PAGE EXTRACT
To obtain a better understanding of reaction mechanisms, the properties of the support MCM-41 and several CuCS(x)-MCM catalysts were analyzed via N2 adsorption-desorption, and the results are presented in Table S2 (Supporting information). The SBET and pore diameter of the MCM-41 were 1060.58 m2/g and 3.72 nm, respectively, which favors the dispersion of active components. Some metal particles deposited in the pore structure of MCM-41 resulted in an obvious decrease in the SBET, pore volume (Vp) and pore diameter (Dp) of CuCs(x)-MCM. According to the N2O oxidation analysis, the dispersion (DCu) and specific surface area (SCu) of Cu were increased to some extent owing to the incorporation of Cs species into Cu-MCM (Table S2 in Supporting information).
The N2 adsorption-desorption isotherms of the support MCM-41 and CuCs(x)-MCM catalysts are shown in Fig. S1a (Supporting information). The N2 adsorption-desorption isotherms of all catalysts exhibited Langmuir type Ⅳ isotherms with a H1-type hysteresis loop, suggesting that these catalysts still retained ordered mesoporous structure similar to that of the support MCM-41 after the Cu and Cs species were introduced into MCM-41. This is the crucial property for the activity and stability of catalyst. Moreover, CuCs(x)-MCM exhibited a narrower pore size distribution for the introduction of Cs species (Fig. S1b in Supporting information), meaning that the pore size of the catalysts is quite uniform [25]. These results also confirm that the Cu and Cs species was successfully loaded on the surface of support MCM-41.

EXERCISES TO COMPLETE
a) Reproduce part of the passage on MCM-41 catalysts, beginning at the words "The N2 adsorption-desorption isotherms of the" and stopping after the words "of support MCM-41.".
b) According to the passage on MCM-41 catalysts, what were the SBET and pore diameter of the MCM-41 support?

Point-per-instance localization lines
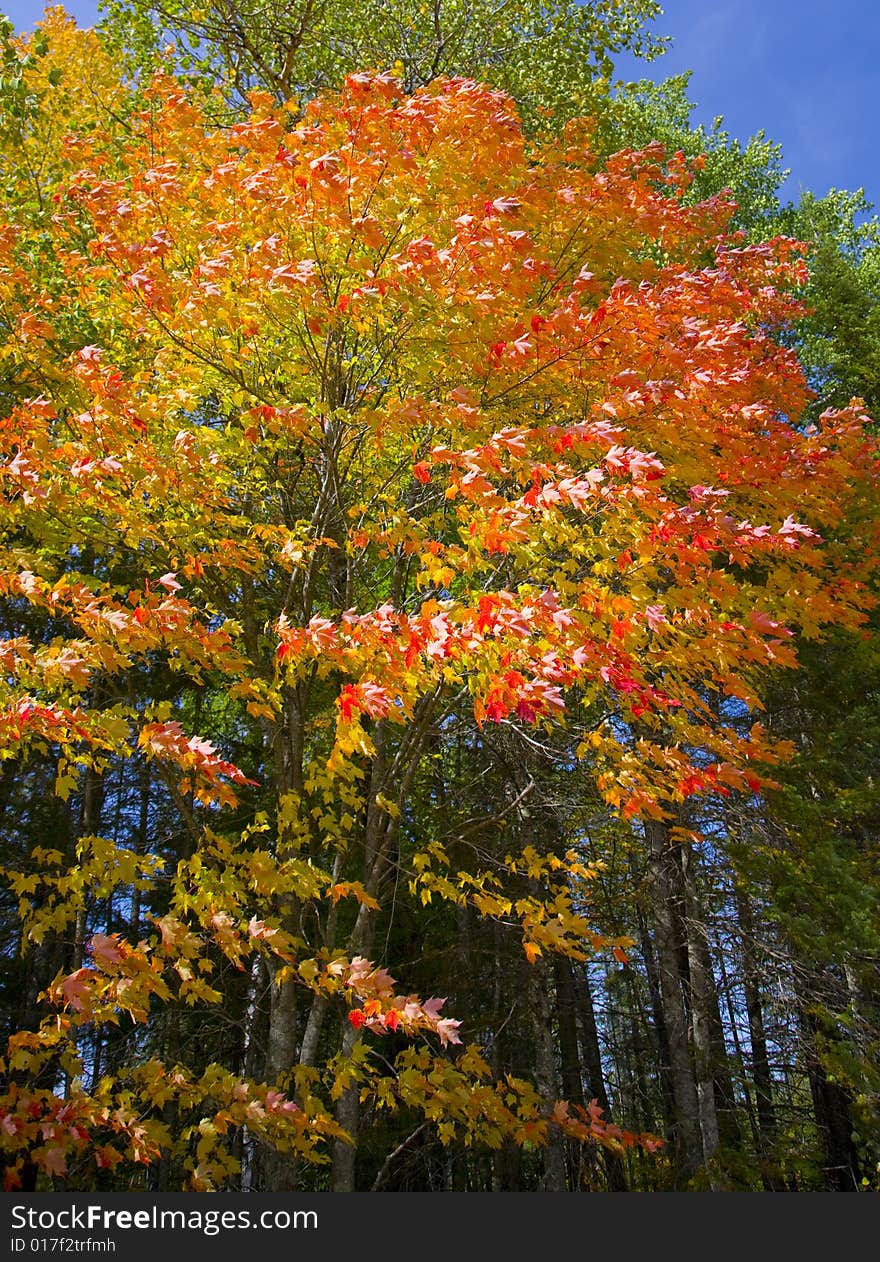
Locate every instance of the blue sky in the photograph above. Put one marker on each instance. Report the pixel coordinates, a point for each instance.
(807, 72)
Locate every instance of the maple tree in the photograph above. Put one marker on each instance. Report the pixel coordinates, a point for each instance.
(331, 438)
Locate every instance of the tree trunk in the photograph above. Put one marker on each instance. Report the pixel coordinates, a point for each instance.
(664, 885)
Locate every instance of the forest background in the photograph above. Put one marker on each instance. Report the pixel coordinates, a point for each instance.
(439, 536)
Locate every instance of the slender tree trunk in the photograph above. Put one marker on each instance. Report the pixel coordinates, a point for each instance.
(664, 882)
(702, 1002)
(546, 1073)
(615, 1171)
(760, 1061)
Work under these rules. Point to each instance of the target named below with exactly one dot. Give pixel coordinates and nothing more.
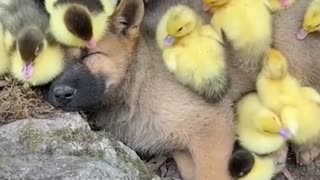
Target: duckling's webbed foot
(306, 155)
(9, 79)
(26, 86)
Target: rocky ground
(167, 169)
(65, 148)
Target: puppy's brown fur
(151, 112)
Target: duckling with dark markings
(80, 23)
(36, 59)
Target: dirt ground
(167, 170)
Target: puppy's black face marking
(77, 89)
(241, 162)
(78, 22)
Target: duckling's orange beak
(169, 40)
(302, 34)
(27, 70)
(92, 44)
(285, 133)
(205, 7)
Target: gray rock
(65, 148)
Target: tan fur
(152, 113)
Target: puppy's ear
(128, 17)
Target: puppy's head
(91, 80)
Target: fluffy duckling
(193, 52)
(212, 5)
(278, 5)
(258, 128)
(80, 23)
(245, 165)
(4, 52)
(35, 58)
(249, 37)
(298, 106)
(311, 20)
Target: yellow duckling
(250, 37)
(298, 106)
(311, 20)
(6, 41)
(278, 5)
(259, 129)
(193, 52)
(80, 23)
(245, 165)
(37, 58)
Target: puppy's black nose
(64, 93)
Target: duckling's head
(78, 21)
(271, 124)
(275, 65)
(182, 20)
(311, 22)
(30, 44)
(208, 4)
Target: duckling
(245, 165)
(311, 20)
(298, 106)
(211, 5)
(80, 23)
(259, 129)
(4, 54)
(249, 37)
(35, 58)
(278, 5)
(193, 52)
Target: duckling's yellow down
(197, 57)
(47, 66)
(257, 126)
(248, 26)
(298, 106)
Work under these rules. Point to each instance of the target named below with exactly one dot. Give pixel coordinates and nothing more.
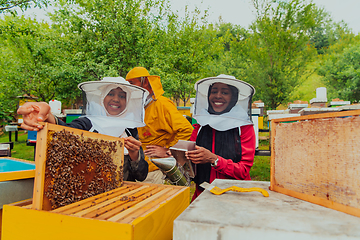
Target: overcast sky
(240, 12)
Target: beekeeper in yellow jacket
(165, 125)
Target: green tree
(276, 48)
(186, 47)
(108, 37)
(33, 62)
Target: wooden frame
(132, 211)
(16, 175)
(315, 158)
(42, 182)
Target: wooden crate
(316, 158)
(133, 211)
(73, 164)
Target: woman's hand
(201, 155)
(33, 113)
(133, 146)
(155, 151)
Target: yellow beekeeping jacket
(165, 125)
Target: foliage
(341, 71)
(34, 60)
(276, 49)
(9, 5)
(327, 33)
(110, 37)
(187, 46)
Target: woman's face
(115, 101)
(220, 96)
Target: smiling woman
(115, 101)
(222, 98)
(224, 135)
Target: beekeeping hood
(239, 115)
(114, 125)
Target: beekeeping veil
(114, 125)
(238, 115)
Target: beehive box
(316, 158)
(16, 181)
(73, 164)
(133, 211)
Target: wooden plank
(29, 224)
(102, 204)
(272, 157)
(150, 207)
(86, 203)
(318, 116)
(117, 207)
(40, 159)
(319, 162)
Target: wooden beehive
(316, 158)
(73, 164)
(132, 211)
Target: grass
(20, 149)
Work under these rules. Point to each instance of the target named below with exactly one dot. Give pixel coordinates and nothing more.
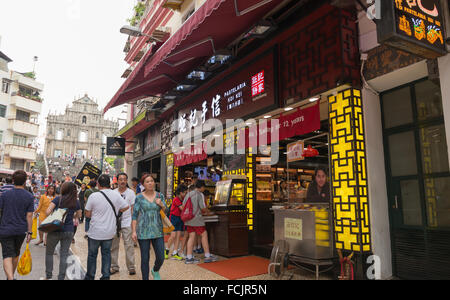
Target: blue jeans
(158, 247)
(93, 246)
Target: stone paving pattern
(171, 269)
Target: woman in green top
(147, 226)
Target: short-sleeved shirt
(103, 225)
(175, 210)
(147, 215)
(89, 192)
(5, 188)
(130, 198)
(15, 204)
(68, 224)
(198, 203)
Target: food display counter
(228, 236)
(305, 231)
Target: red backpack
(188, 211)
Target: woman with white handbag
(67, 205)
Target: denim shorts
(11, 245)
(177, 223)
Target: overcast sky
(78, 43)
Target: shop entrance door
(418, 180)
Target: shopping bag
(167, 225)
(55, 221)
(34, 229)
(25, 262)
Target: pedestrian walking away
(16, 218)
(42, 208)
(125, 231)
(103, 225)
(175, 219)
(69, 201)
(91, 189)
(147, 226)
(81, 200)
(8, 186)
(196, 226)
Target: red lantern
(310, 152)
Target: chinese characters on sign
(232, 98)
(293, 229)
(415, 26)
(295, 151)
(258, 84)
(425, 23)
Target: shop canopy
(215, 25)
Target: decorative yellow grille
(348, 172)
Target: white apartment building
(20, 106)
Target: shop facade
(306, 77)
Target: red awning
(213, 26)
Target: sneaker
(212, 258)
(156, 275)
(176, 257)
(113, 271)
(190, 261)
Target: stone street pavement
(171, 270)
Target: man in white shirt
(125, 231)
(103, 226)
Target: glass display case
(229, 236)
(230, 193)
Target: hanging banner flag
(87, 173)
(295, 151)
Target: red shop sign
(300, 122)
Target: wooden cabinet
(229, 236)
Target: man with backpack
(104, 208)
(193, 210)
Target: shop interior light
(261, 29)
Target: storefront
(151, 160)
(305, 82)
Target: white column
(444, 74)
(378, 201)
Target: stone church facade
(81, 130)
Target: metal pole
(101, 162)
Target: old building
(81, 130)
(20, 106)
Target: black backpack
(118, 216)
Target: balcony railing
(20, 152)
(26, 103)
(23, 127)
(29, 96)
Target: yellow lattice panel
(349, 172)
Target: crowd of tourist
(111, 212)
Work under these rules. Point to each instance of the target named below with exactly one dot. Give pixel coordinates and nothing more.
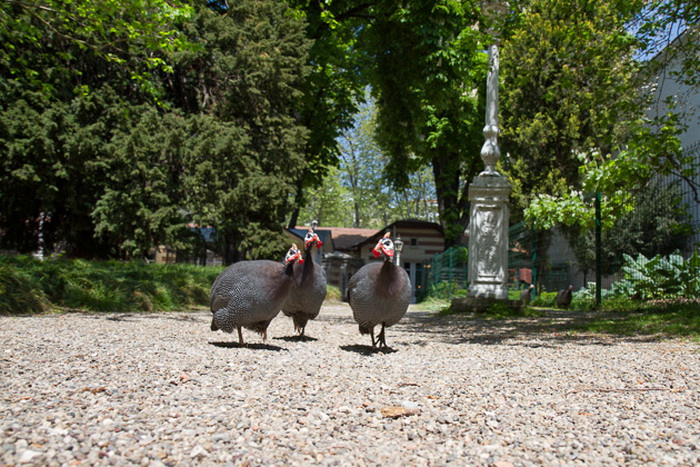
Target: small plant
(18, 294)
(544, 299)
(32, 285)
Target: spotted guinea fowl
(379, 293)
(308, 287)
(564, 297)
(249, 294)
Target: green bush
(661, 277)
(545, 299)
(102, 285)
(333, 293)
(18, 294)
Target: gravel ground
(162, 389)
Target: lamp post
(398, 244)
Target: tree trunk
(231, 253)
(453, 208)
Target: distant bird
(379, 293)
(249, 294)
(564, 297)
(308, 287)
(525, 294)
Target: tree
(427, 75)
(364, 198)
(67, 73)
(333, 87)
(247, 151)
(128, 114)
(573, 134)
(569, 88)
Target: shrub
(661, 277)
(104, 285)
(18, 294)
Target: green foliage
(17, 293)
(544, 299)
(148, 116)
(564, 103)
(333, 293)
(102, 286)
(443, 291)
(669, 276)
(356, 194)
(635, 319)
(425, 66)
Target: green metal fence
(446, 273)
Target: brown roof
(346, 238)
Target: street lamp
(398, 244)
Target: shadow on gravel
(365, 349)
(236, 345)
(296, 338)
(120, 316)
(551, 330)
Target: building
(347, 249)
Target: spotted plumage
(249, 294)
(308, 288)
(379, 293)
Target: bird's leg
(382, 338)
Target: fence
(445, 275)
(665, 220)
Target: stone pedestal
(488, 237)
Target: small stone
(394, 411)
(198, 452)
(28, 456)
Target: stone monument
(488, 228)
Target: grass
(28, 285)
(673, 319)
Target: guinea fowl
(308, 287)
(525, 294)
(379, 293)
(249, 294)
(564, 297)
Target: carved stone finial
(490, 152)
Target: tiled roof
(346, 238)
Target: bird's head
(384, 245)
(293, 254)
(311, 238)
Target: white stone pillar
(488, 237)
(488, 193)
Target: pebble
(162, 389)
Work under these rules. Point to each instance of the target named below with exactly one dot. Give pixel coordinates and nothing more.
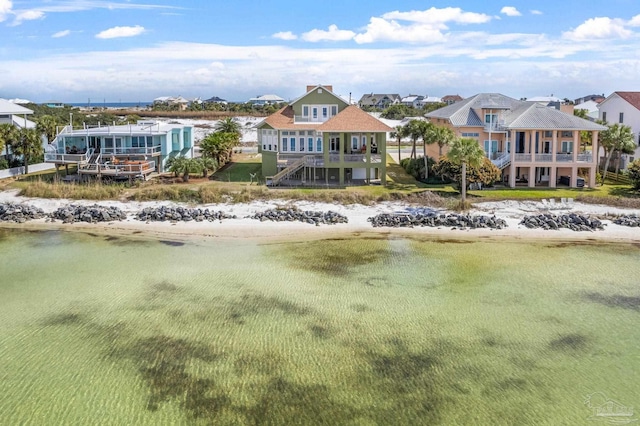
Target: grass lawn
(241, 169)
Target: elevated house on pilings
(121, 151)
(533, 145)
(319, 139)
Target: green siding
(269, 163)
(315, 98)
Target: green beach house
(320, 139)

ANSWERS BY ITEM NUMBER
a)
The N2 adsorption-desorption isotherms of the support MCM-41 and CuCs(x)-MCM catalysts are shown in Fig. S1a (Supporting information). The N2 adsorption-desorption isotherms of all catalysts exhibited Langmuir type Ⅳ isotherms with a H1-type hysteresis loop, suggesting that these catalysts still retained ordered mesoporous structure similar to that of the support MCM-41 after the Cu and Cs species were introduced into MCM-41. This is the crucial property for the activity and stability of catalyst. Moreover, CuCs(x)-MCM exhibited a narrower pore size distribution for the introduction of Cs species (Fig. S1b in Supporting information), meaning that the pore size of the catalysts is quite uniform [25]. These results also confirm that the Cu and Cs species was successfully loaded on the surface of support MCM-41.

b) 1060.58 m2/g and 3.72 nm, respectively.